(READING TEXT):
I Love the GPL (Except When it Applies to Me) - blasdel
http://teddziuba.com/2010/01/i-love-the-gpl-except-when-it.html
======
blasdel
I'm constantly struck by just how much of a turd the AGPL is -- it's a
baldfaced EULA! It takes a huge leap beyond what is enforceable via
straightforward copyright law and wallows right into the deep end of clickwrap
licenses (the GPLv3 bullshit at least still hinges upon distribution).

With all other FOSS licenses, it's lazy bullshit to use them in the LICENSE
field of your installer maker -- I absolutely do not have to accept the terms
of the GPL to use your software, it's right there in the text of the license,
so don't you dare make me click an 'I accept' checkbox.

With the AGPL it's absolutely necessary to do this, because I don't actually
have _The freedom to run the program, for any purpose_

The RMS of twenty years ago would have never approved of such a thing, that he
has lent it the imprimatur of the FSF now is testament to his intellectual
bankruptcy.

(SET EXERCISE A): In the comment on the AGPL, what does the writer say the GPLv3 still hinges upon?
(SET EXERCISE B): List every distinct abbreviation that appears in the comment on the AGPL, each once.

(EXTRACTED RECORDS):
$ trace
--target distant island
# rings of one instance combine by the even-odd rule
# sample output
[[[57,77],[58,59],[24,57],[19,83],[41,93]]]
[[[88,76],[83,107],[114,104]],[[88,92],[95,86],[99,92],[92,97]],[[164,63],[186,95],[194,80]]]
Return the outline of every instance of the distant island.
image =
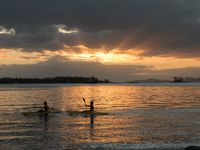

(SOLUTION A): Distribution.

(SOLUTION B): GPL, AGPL, EULA, GPLv3, FOSS, RMS, FSF